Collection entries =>
★ ★ ★ ★ ★ ★ ★
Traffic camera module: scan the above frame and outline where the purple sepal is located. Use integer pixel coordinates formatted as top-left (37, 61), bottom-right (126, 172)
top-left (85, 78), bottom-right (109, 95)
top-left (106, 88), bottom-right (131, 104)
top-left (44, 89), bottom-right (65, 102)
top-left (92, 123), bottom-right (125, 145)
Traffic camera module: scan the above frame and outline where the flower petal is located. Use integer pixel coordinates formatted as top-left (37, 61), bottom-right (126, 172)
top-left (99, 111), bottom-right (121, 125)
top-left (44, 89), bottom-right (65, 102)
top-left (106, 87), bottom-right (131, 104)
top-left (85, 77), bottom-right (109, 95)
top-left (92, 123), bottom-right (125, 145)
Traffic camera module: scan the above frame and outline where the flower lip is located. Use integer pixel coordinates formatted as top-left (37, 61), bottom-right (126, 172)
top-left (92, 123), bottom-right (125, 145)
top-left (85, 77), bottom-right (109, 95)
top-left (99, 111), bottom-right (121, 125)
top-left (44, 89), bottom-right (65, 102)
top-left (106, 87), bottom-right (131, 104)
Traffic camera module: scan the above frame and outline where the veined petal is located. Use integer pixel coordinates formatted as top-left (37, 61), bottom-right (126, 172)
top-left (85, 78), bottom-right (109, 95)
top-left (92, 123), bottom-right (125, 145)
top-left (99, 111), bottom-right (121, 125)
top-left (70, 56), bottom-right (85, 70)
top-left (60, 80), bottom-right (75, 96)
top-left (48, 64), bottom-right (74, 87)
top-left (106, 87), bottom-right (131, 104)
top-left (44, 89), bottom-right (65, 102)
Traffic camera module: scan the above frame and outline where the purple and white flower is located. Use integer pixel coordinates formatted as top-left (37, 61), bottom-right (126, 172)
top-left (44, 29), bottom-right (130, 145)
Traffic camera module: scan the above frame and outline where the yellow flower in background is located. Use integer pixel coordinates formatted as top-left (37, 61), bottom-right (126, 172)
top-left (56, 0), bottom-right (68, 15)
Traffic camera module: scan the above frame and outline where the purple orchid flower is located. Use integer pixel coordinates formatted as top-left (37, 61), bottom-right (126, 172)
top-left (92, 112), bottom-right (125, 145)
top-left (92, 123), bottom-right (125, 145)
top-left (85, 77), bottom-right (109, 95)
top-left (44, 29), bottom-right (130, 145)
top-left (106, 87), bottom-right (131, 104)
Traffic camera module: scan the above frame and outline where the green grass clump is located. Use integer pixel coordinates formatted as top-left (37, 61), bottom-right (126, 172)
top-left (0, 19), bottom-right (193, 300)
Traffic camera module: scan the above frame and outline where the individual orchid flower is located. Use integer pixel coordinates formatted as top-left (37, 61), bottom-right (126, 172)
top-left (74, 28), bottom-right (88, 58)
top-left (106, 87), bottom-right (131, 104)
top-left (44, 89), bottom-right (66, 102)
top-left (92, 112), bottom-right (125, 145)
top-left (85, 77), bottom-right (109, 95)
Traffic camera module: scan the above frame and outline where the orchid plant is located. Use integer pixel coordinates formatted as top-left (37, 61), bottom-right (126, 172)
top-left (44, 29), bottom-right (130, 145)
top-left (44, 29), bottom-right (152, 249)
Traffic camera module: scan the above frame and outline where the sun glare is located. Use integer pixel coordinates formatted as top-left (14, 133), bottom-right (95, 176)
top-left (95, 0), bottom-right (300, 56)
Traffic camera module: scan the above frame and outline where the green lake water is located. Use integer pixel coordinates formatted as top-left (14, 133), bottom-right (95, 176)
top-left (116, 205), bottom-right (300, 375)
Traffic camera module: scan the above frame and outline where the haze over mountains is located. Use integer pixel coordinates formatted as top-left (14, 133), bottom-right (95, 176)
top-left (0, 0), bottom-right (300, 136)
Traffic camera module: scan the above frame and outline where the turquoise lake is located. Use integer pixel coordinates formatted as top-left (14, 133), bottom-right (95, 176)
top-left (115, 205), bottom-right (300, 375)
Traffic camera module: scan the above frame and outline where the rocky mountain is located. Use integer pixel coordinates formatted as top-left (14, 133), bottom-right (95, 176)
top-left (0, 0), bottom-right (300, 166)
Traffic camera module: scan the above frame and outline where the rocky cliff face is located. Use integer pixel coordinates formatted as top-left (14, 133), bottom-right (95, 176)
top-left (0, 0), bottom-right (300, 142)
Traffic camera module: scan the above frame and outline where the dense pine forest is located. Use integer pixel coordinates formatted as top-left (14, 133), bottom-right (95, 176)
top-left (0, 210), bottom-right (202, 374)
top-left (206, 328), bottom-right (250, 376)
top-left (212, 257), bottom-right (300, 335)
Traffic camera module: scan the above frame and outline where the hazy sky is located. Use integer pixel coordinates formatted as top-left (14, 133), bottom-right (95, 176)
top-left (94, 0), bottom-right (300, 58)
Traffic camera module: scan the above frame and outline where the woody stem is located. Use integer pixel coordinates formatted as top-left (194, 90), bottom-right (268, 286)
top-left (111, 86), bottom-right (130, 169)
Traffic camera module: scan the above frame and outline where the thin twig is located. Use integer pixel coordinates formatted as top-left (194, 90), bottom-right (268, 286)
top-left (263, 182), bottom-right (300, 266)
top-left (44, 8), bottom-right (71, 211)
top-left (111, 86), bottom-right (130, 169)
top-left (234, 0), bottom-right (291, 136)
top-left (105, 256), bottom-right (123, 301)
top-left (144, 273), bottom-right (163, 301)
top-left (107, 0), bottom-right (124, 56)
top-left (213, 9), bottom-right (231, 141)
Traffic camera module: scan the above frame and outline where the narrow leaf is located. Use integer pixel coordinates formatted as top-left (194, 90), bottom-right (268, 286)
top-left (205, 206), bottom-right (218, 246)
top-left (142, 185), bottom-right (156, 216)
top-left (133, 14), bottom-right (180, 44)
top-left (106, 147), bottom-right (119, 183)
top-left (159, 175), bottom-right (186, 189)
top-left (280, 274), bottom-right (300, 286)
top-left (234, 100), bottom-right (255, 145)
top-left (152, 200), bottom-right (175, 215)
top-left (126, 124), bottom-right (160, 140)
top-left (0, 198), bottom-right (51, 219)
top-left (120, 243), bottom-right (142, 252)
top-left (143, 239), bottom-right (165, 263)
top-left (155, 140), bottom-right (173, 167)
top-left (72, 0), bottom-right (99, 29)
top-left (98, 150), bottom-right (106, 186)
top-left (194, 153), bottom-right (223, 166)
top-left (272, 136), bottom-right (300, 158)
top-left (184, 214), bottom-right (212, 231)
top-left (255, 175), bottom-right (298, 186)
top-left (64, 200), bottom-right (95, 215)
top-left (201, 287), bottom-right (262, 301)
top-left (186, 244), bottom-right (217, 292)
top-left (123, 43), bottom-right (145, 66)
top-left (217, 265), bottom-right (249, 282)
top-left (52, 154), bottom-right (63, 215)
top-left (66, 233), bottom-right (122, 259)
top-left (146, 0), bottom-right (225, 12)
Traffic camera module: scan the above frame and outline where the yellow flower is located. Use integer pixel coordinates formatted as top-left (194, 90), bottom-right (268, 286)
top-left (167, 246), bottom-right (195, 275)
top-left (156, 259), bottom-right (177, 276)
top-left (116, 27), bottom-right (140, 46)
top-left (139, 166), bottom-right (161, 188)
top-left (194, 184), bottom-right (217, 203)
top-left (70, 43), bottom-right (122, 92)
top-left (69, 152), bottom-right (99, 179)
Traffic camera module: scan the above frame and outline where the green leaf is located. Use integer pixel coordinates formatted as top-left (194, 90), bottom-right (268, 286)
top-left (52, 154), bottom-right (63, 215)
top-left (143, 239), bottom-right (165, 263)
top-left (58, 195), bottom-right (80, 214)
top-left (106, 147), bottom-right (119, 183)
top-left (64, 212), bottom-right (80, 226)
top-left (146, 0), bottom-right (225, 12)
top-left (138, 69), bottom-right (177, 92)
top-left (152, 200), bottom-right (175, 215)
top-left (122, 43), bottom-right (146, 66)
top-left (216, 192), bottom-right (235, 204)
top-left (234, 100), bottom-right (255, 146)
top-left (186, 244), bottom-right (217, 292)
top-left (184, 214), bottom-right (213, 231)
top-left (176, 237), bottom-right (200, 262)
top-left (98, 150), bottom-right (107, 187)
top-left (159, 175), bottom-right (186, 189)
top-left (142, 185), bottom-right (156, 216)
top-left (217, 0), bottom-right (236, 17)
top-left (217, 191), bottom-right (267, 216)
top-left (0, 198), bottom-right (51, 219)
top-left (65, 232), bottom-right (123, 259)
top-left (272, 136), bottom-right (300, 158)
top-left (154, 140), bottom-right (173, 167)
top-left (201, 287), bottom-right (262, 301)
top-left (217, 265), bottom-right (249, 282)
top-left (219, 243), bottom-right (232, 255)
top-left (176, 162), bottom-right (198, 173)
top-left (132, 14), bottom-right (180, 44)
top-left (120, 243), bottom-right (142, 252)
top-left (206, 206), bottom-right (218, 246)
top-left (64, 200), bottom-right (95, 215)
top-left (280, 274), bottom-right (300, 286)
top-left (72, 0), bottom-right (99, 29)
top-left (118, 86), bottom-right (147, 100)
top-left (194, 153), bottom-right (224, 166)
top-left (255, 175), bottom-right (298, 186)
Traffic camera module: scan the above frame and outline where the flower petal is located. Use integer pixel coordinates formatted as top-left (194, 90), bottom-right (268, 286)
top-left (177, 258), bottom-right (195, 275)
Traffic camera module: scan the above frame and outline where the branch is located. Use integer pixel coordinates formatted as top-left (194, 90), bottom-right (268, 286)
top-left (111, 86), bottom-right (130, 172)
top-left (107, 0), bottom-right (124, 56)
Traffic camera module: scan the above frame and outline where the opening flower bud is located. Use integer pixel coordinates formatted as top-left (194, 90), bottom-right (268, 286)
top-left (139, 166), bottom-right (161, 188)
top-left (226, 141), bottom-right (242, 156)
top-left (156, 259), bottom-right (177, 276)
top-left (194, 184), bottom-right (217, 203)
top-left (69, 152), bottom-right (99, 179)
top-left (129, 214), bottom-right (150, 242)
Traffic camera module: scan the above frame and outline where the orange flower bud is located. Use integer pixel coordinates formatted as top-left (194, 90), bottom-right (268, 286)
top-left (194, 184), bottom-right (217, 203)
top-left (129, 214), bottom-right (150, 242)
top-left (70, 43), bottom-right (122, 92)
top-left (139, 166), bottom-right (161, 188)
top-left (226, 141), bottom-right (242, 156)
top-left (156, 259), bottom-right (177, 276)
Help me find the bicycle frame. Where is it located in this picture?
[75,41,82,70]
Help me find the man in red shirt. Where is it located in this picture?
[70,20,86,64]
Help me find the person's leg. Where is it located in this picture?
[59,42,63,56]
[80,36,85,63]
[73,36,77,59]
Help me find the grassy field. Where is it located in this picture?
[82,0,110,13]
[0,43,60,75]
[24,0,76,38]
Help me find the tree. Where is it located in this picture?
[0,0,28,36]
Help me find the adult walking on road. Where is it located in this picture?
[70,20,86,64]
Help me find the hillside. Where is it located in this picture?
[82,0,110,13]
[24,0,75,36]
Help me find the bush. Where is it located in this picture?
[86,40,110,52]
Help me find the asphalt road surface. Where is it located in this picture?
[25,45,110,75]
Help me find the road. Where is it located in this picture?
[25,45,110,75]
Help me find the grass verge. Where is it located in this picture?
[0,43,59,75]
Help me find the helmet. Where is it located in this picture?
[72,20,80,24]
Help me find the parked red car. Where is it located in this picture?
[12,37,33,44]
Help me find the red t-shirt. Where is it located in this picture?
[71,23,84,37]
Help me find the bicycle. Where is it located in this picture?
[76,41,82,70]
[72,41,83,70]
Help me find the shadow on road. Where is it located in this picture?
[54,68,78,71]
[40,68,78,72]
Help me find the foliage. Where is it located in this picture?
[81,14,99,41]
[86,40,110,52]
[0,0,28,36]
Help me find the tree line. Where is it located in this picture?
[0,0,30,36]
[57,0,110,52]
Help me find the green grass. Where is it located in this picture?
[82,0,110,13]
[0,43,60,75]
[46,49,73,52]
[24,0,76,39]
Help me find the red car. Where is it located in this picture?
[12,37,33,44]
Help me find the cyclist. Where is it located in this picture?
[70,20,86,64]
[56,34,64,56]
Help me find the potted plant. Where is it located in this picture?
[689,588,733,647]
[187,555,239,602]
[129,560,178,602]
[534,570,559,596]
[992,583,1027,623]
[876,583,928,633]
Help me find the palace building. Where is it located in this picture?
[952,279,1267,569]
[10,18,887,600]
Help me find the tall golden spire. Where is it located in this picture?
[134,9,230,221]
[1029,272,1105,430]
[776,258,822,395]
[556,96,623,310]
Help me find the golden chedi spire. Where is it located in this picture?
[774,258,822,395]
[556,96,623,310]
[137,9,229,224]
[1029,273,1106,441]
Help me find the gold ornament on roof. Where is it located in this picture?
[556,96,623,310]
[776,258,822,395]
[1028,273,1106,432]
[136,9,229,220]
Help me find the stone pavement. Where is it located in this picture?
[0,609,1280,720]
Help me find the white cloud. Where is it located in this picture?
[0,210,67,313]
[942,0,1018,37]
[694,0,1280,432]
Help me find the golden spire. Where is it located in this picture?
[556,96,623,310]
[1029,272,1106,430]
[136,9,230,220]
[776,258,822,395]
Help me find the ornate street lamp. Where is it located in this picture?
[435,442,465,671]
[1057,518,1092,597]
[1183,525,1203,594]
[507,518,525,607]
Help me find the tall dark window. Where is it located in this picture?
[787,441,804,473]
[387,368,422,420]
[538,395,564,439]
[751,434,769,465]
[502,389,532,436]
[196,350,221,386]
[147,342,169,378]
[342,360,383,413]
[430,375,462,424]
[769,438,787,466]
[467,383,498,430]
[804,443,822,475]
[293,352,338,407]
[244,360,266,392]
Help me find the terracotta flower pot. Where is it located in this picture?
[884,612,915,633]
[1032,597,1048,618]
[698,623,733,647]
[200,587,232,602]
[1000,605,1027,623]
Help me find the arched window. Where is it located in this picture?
★ ★ ★ ★ ★ ★ ★
THE EXERCISE => Count the lines above that contain the string "plant", treating uppercase and lowercase as different, and reply with the number alone.

WRITTEN SOLUTION => 2